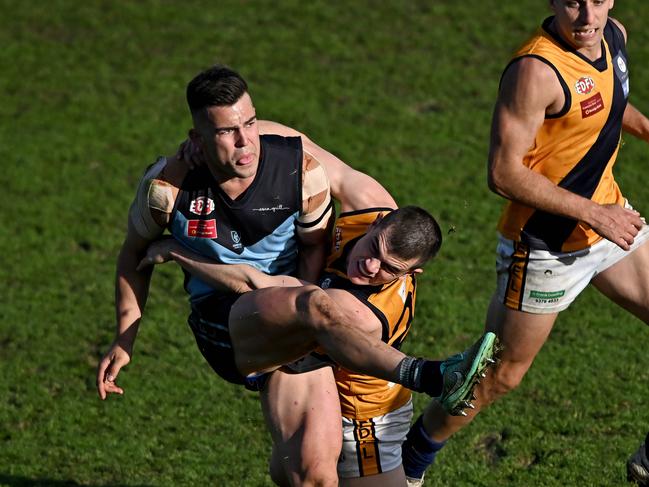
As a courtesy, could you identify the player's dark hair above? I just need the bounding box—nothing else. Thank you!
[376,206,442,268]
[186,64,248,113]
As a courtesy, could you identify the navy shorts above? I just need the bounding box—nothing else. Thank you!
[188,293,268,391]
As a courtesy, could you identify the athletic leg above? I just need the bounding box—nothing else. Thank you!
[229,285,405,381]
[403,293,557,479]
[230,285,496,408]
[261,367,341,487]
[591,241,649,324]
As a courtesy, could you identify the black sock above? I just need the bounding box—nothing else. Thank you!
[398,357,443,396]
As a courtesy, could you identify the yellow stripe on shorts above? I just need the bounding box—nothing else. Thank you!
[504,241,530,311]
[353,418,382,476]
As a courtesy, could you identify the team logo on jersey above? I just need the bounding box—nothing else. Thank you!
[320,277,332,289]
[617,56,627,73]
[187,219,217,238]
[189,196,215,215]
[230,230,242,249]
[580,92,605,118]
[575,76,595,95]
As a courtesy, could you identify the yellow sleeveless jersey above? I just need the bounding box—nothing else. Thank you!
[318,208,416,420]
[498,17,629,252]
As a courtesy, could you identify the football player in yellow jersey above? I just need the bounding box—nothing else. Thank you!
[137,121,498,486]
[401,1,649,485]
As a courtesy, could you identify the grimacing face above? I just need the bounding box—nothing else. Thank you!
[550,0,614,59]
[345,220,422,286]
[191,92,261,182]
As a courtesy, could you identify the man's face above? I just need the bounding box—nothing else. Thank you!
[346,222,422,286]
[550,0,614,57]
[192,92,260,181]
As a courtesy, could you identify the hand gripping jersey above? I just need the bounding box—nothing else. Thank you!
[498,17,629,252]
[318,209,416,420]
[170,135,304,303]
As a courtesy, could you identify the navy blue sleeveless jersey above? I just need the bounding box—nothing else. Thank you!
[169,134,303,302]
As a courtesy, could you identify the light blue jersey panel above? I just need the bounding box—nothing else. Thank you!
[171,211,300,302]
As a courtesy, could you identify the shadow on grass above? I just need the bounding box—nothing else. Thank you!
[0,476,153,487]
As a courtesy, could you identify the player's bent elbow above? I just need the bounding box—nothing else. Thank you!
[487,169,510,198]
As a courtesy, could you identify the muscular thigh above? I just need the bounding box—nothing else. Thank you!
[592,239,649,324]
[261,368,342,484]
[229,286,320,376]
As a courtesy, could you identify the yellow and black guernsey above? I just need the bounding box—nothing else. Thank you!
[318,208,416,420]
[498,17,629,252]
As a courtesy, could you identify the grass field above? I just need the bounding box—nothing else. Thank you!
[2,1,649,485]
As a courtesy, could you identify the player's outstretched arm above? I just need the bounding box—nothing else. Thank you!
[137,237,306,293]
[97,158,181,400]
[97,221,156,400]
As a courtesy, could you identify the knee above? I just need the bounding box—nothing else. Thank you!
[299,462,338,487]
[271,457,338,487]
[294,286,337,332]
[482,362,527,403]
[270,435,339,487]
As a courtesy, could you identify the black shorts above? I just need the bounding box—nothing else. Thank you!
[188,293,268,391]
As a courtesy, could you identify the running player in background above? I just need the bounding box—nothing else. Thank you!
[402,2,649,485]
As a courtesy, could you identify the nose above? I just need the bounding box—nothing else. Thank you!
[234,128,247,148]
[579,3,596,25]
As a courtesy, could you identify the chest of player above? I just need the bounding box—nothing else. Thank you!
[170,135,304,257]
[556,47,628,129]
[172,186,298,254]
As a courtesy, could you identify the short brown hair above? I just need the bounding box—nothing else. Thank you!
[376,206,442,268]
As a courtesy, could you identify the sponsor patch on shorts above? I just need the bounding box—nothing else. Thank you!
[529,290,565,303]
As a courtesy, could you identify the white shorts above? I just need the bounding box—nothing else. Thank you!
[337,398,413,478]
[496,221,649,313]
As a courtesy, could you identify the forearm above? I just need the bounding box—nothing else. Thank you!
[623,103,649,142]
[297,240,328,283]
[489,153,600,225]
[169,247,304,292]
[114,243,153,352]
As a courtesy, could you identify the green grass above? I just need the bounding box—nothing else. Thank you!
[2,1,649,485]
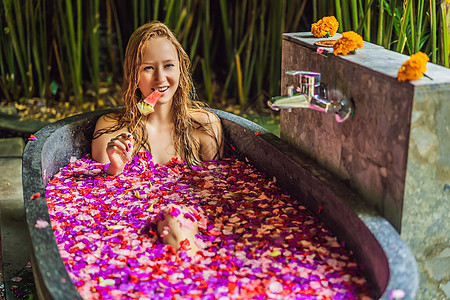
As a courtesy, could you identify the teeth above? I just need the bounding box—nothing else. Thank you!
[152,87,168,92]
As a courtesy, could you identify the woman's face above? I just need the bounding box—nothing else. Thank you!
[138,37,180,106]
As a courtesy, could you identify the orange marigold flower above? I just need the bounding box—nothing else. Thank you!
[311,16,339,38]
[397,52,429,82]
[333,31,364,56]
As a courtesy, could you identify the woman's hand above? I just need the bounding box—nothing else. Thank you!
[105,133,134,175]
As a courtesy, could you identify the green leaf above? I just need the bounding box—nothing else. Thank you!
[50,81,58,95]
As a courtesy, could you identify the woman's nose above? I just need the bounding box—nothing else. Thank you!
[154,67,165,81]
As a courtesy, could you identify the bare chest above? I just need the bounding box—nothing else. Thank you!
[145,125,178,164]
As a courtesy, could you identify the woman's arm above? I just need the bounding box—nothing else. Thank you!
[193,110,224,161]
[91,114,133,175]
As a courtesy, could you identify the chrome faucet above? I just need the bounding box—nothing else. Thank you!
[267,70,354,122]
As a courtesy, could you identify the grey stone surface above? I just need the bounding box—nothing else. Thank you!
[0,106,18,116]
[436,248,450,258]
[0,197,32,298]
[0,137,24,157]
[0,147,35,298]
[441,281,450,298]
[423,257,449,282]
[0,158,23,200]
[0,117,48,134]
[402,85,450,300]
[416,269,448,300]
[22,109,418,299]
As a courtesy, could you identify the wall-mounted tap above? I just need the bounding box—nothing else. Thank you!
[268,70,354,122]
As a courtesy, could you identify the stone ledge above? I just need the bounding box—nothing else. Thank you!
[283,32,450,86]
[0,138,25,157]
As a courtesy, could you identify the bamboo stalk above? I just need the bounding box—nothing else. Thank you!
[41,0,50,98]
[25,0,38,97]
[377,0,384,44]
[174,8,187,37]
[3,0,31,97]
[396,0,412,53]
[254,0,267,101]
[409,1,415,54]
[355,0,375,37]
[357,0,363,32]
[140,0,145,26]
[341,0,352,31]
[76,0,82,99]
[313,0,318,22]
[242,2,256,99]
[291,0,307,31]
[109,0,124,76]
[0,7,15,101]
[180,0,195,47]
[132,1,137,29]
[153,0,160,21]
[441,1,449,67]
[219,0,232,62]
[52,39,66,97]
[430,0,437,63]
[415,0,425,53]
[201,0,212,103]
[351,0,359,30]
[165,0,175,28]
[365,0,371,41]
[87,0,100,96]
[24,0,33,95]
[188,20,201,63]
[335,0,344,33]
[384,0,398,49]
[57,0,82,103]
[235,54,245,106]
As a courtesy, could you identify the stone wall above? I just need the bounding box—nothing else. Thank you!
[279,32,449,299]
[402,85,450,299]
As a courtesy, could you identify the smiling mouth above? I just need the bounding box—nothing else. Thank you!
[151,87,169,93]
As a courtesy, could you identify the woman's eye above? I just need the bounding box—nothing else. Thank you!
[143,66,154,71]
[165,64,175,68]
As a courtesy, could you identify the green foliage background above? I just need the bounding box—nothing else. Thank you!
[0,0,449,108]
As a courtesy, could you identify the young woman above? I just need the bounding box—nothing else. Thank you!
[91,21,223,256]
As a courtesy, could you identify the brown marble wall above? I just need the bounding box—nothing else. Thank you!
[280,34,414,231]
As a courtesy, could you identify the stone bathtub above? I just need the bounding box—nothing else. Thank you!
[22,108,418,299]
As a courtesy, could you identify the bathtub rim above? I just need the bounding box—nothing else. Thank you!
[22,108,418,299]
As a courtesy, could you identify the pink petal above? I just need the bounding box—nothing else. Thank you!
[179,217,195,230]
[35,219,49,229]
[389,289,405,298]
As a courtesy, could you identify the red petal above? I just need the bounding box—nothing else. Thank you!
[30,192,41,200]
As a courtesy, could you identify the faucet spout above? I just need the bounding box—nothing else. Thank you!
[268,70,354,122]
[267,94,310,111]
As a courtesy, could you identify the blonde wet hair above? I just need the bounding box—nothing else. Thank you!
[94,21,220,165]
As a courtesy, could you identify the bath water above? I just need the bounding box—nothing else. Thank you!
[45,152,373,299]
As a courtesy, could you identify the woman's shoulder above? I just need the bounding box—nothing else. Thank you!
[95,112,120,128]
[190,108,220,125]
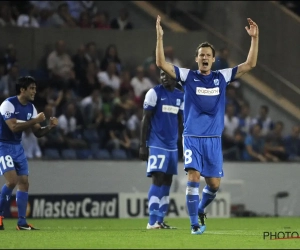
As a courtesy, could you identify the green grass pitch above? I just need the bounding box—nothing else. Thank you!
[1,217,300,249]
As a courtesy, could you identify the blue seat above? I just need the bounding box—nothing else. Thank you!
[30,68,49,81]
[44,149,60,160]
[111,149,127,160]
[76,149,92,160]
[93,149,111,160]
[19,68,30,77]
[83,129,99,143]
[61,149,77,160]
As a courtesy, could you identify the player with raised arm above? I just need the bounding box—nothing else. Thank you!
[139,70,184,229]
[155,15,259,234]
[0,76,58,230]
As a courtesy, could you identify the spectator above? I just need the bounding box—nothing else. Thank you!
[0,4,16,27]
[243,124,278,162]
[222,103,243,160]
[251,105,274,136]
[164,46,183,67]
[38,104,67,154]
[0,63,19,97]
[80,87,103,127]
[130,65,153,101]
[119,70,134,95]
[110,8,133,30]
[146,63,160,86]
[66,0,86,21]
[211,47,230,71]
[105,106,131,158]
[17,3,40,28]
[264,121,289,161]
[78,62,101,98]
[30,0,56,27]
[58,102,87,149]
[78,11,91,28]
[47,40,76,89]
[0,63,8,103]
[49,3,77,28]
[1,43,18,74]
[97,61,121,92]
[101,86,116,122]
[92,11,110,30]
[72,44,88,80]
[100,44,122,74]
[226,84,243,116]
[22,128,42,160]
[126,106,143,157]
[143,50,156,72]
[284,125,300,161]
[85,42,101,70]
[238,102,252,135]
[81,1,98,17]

=-=-=

# [Problem details]
All lines from the one that holds "As a courtesy, could you identify the player with" to the end of the entries above must be transcribed exactly, both ends included, and no others.

# [Reply to the task]
As a courtesy, could you identify the player with raised arm above? I just need the bounding box—nothing else. Thank you!
[139,70,184,229]
[155,15,259,234]
[0,76,58,230]
As a courtesy, could you identify the spectator above? I just need the bounding box—nothing else. Thank you!
[0,4,16,27]
[243,124,278,162]
[222,103,243,160]
[251,105,274,136]
[164,46,183,67]
[38,104,67,154]
[0,63,19,97]
[80,87,103,127]
[130,65,153,101]
[119,70,134,95]
[110,8,133,30]
[146,63,160,86]
[66,0,86,21]
[211,47,230,71]
[105,106,131,158]
[17,3,40,28]
[264,121,289,161]
[78,62,101,98]
[30,0,56,27]
[58,102,87,149]
[78,11,91,28]
[47,40,76,89]
[0,63,8,103]
[49,3,77,28]
[1,43,18,74]
[97,61,121,92]
[101,86,116,122]
[92,11,110,30]
[72,44,88,80]
[100,44,122,74]
[226,84,243,116]
[22,128,42,160]
[126,106,143,157]
[143,50,156,72]
[284,125,300,161]
[85,42,101,70]
[238,102,252,135]
[81,1,98,17]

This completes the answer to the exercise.